Fabrício, acho que o que Bill chama de mudanca na atmosfera cultural tenta falar de um um processo de aprendizado moral trazido pelo multicultualismo. O politicamente correto do multiculti., com o sua afinidade inegável em mascarar conflitos, também nao deixa de trazer uma obrigacao moral nova, que talvze tenha a ver com a esta nova atmosfera. Eu tenho duas ressalvas a partir do texto do Bill:
1) É necessário, em termos de precisao analítica, falar dos conflitos sociais inerentes a esta mudanca de atmosfera.
2) E, com essa consideracao, é necessário também precisar no que poderia consistir essa nova referencia de valores, o que Fabrício tenta fazer ao associá-la ao multiculturalismo.
Eu acho que nada acima é contraditório com o que tentei falar. Não dá para desprezar o multiculturalismo como uma fonte de conflitos, no que tange também o seu conteúdo étnico. Não sei se esta fonte de conflitos seja a mais importante hoje (suspeito "fortemente" que não seja). Porém, acho que há um "aprendizado moral" sim, nos EUA. e acho que a frase do Obama se enquadra neste contexto. A fonte disto é que deve ser melhor investigada, não o fiz no texto, apenas sugeri, sem finalidade analítica. Acho que, hegelianamente, as coisas "mudam" em função dos contrastes, conflitos, e tudo que se enquadra nestes processos devem ser levado em conta para investigar "novos conteúdos morais".

┄┄┄┄┄┄┄┄┄┄

# Tarefa A
Liste todas as pessoas citadas pelo nome no comentário sobre o multiculturalismo.
# Tarefa B
Segundo o comentário sobre o multiculturalismo, por que tudo o que faz parte de contrastes e conflitos deve ser levado em conta na investigação de "novos conteúdos morais"?
# Tarefa C
Reproduza sem nenhuma alteração o trecho do comentário sobre o multiculturalismo que começa em "2) E, com essa" e termina em "associá-la ao multiculturalismo.".
Os dados a seguir vêm de outra fonte.

# Dados
┄┄┄┄┄┄┄┄┄┄

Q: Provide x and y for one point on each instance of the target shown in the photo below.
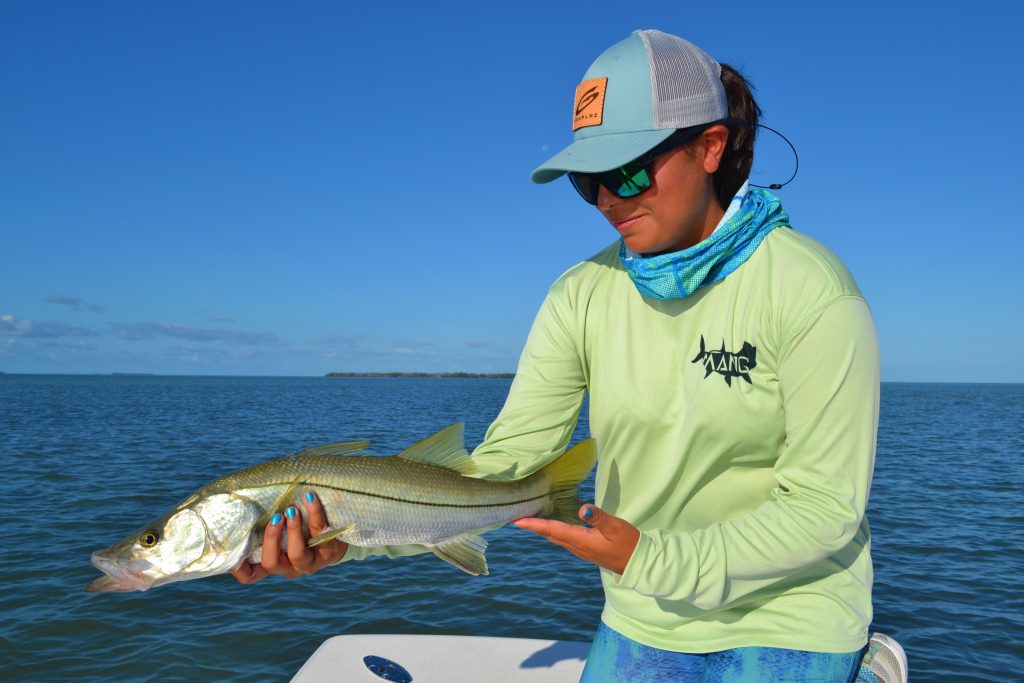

┄┄┄┄┄┄┄┄┄┄

# Resposta A
Fabrício, Bill e Obama.

# Resposta B
Porque, numa visão hegeliana, as coisas mudam em função dos contrastes e dos conflitos. Por isso, tudo o que entra nesses processos deve ser considerado ao investigar "novos conteúdos morais".

# Resposta C
2) E, com essa consideracao, é necessário também precisar no que poderia consistir essa nova referencia de valores, o que Fabrício tenta fazer ao associá-la ao multiculturalismo.